後ろ向きな歌詞と、疾走感を感じさせる前向きなアレンジの対比が、
"コロナウイルスに翻弄される現在の状況" と "アフターコロナの先にある未来" のように感じられ、聴いていてとても清清しい気持ちになりました。

特に感動したのは、ドラムセッション。
「ロックバンドの楽曲ですか!?」と錯覚するほど、いい意味で悪目立ちしています 笑。

可愛らしいボーカルとの対比が、クセになること間違いなし!
最高にクールな楽曲なので、ぜひ一度聴いてみてください。

・光るなら -「四月は君の嘘」OPテーマ

アコースティックギターとホーンの音色がキラキラと輝く、心躍らせるポップチューン。

サイダーのような爽快感と、
オレンジジュースのような甘酸っぱさを兼ね備えた、
男女混合のボーカルパフォーマンス (ハーモニー) が最高です!

サビの「暗闇も光るなら 星空になる」という歌詞に、とても勇気づけられました。

=======

楽曲紹介の文章の「後ろ向きな歌詞と、疾走感を感じさせる前向きなアレンジの対比が、」から「可愛らしいボーカルとの対比が、クセになること間違いなし!」までを、「ドラムセッション」を「ギターソロ」に差し替えて書き直してください。

=======

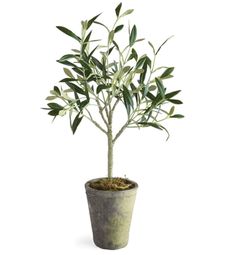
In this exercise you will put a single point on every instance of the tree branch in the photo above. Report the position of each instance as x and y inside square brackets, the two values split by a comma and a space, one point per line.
[101, 112]
[121, 131]
[94, 122]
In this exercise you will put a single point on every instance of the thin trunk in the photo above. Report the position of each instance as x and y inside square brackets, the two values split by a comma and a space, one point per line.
[110, 154]
[110, 145]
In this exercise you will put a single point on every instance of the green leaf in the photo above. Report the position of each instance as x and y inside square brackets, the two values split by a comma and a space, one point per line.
[133, 36]
[76, 122]
[91, 53]
[68, 73]
[67, 63]
[111, 36]
[51, 98]
[172, 94]
[127, 13]
[75, 88]
[152, 88]
[85, 65]
[140, 62]
[117, 9]
[68, 79]
[89, 23]
[152, 47]
[118, 28]
[140, 40]
[175, 101]
[54, 112]
[126, 69]
[135, 93]
[55, 106]
[127, 100]
[69, 33]
[62, 113]
[167, 72]
[178, 116]
[101, 24]
[139, 70]
[57, 90]
[68, 56]
[143, 75]
[110, 50]
[78, 70]
[97, 63]
[160, 87]
[101, 87]
[133, 55]
[171, 110]
[150, 124]
[116, 45]
[88, 37]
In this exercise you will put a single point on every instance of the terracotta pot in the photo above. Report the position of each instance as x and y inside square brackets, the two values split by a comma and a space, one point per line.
[110, 213]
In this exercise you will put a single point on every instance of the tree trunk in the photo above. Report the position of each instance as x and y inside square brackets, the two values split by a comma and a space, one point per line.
[110, 154]
[110, 147]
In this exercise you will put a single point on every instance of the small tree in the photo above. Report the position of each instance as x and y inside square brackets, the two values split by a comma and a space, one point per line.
[94, 76]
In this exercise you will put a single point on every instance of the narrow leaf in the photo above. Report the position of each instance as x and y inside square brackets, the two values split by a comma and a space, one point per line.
[111, 36]
[68, 73]
[171, 110]
[101, 87]
[160, 86]
[51, 98]
[178, 116]
[133, 36]
[175, 101]
[167, 72]
[76, 122]
[69, 33]
[55, 106]
[151, 45]
[172, 94]
[127, 12]
[54, 112]
[57, 90]
[117, 9]
[75, 88]
[118, 28]
[89, 23]
[97, 63]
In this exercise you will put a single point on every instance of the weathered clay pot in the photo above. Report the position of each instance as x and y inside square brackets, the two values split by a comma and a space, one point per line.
[110, 213]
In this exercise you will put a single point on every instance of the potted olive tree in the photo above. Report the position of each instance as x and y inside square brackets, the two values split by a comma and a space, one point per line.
[104, 74]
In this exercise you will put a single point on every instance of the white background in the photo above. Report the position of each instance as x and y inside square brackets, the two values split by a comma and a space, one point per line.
[186, 197]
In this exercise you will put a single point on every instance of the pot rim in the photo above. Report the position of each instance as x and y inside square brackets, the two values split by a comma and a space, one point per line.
[128, 192]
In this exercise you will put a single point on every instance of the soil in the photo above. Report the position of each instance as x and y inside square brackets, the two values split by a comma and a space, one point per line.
[113, 184]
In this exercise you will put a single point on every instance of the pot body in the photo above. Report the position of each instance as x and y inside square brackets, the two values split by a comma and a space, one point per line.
[110, 213]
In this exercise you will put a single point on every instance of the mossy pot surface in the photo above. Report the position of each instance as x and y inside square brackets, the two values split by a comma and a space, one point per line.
[110, 213]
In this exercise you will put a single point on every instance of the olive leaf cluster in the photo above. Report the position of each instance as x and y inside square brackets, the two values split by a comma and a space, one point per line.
[102, 73]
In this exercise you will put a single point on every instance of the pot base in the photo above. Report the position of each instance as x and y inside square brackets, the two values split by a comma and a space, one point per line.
[110, 213]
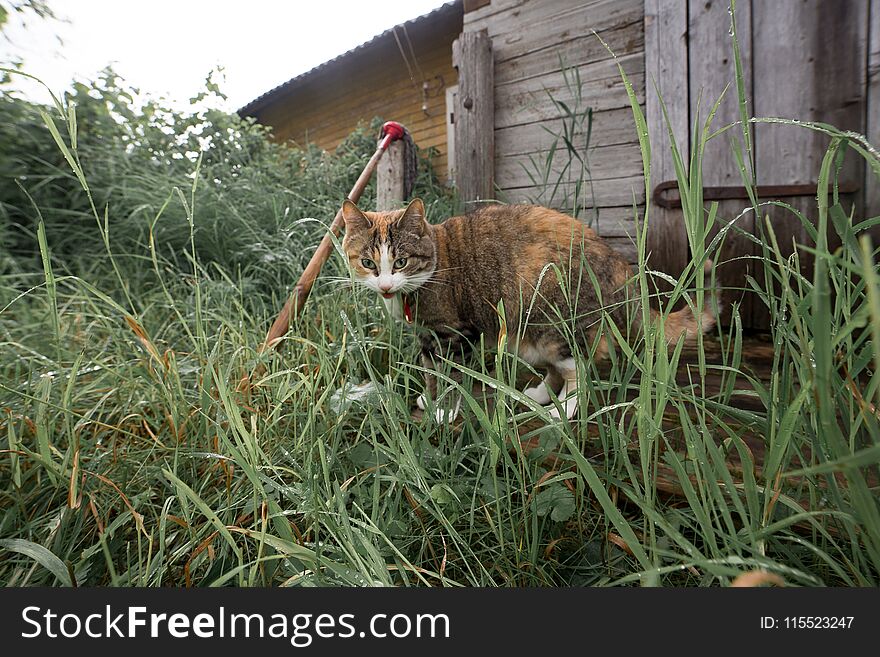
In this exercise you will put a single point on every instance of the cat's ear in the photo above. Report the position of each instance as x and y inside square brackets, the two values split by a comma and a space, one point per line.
[413, 218]
[354, 218]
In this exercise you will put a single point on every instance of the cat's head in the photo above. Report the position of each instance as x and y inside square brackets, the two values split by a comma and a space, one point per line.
[389, 252]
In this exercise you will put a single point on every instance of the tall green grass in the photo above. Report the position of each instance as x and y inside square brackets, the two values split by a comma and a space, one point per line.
[135, 458]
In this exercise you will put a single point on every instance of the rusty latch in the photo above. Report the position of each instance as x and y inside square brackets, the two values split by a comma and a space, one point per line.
[726, 193]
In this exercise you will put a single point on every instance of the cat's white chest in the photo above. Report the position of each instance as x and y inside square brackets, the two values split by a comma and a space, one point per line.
[394, 306]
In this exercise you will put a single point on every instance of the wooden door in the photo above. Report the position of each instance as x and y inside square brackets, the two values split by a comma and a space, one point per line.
[802, 59]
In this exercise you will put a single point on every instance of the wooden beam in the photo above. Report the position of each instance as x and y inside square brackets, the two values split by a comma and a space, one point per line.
[474, 117]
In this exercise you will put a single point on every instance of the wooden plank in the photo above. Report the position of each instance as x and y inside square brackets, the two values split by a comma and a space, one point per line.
[666, 72]
[474, 117]
[601, 88]
[872, 112]
[828, 86]
[545, 18]
[552, 31]
[389, 178]
[477, 20]
[610, 128]
[711, 70]
[473, 5]
[607, 193]
[608, 162]
[451, 100]
[579, 51]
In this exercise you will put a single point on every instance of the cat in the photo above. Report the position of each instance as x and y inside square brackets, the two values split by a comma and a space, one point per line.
[452, 278]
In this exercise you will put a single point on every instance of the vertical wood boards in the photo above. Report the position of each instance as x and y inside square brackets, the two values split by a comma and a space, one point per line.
[872, 114]
[451, 100]
[825, 81]
[474, 117]
[389, 177]
[812, 60]
[666, 79]
[711, 73]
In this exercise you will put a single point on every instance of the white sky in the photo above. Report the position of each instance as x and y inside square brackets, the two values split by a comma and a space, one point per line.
[168, 47]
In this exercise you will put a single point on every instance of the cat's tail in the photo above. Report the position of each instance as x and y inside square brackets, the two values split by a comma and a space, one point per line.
[685, 322]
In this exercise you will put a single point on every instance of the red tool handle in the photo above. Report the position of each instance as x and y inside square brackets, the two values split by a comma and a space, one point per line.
[391, 131]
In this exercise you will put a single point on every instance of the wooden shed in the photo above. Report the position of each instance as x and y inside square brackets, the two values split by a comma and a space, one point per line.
[507, 90]
[401, 74]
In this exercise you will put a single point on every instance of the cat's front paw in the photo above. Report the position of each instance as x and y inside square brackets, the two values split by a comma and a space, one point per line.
[569, 406]
[539, 393]
[447, 415]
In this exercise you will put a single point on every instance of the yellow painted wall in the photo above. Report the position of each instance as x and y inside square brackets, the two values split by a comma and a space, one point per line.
[375, 81]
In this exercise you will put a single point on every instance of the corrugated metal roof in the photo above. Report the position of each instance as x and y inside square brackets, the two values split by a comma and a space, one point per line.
[264, 99]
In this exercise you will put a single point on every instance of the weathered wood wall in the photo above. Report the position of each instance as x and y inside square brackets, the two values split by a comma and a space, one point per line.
[324, 107]
[529, 40]
[809, 60]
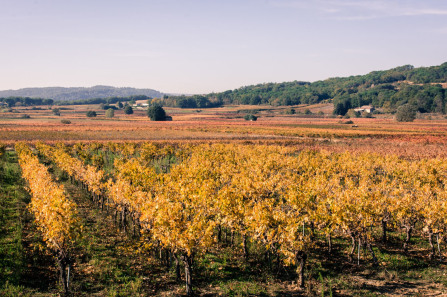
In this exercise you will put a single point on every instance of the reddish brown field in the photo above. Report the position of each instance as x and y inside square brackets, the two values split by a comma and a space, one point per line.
[421, 138]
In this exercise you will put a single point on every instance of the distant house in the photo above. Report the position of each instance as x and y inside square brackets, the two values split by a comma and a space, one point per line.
[365, 108]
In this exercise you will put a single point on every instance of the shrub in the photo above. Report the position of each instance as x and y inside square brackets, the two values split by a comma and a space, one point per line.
[128, 109]
[156, 113]
[405, 113]
[91, 114]
[110, 113]
[291, 111]
[56, 111]
[250, 117]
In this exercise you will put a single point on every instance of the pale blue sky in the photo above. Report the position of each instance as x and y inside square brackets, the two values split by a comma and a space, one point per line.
[200, 46]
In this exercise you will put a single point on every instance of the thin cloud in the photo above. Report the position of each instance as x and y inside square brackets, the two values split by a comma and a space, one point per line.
[367, 10]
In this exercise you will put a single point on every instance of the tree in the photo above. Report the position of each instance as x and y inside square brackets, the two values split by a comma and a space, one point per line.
[156, 113]
[56, 111]
[250, 117]
[91, 114]
[406, 113]
[110, 113]
[128, 109]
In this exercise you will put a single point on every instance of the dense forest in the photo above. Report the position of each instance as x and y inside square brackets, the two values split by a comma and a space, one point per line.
[389, 89]
[27, 101]
[67, 94]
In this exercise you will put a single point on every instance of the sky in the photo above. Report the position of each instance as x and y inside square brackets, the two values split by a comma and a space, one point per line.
[202, 46]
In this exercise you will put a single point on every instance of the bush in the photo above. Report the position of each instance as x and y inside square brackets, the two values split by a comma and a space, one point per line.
[156, 113]
[405, 113]
[250, 117]
[56, 111]
[91, 114]
[128, 109]
[110, 113]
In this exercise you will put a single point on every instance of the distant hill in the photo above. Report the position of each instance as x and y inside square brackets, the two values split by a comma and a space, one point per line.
[67, 94]
[422, 87]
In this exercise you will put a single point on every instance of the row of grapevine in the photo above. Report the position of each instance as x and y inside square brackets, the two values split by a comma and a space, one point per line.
[272, 195]
[55, 215]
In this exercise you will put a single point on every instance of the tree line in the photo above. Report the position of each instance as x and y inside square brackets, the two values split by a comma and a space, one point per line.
[388, 89]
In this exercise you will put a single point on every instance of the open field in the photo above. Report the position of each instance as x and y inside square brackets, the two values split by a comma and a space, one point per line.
[111, 262]
[214, 124]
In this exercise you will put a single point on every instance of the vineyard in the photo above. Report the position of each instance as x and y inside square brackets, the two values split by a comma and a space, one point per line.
[224, 218]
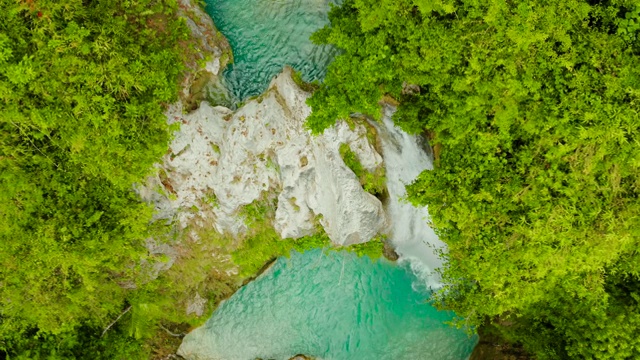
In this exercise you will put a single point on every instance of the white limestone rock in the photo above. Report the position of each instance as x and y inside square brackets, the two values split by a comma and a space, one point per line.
[264, 146]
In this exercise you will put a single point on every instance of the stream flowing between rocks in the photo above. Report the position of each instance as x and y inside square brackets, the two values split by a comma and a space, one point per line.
[329, 305]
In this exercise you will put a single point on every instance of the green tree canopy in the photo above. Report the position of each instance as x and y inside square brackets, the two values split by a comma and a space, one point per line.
[532, 109]
[83, 86]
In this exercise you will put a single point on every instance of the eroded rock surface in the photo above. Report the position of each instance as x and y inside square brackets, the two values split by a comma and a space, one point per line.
[222, 160]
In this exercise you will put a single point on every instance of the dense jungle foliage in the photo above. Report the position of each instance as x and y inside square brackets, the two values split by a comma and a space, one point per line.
[83, 86]
[532, 110]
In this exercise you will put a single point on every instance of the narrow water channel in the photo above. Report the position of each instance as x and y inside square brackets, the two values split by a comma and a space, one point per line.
[332, 305]
[267, 34]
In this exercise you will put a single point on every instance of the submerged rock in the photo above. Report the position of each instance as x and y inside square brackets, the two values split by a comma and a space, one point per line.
[230, 159]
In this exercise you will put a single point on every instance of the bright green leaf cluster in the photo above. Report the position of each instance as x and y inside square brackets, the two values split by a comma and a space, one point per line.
[532, 108]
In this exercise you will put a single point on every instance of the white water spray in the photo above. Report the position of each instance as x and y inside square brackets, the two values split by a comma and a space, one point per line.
[414, 240]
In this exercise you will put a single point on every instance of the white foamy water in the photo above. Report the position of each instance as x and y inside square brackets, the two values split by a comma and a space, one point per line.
[415, 241]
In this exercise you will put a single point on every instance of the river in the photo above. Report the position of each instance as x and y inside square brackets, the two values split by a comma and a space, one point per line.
[331, 305]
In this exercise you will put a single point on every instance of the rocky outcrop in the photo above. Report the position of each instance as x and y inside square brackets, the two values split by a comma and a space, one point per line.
[221, 161]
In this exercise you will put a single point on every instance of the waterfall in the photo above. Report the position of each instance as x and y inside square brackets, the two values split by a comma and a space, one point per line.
[414, 240]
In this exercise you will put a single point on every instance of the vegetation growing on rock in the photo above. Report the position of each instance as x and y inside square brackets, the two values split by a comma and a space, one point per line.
[534, 109]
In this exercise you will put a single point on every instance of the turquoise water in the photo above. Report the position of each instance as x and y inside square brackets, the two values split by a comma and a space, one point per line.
[265, 35]
[335, 306]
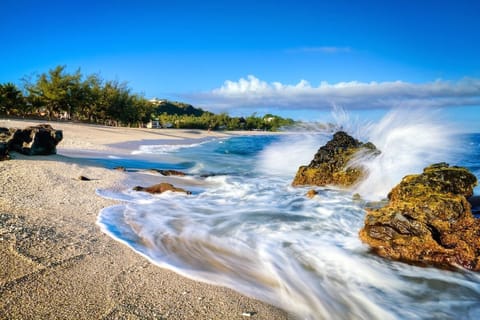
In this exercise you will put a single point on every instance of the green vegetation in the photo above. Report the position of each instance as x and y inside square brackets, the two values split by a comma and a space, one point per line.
[59, 95]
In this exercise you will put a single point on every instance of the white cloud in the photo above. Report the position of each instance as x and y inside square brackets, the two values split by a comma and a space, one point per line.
[254, 93]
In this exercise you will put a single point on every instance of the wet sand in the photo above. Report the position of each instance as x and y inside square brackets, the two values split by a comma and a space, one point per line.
[55, 262]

=======

[解答例]
後ろ向きな歌詞と、疾走感を感じさせる前向きなアレンジの対比が、
"コロナウイルスに翻弄される現在の状況" と "アフターコロナの先にある未来" のように感じられ、聴いていてとても清清しい気持ちになりました。

特に感動したのは、ギターソロ。
「ロックバンドの楽曲ですか!?」と錯覚するほど、いい意味で悪目立ちしています 笑。

可愛らしいボーカルとの対比が、クセになること間違いなし!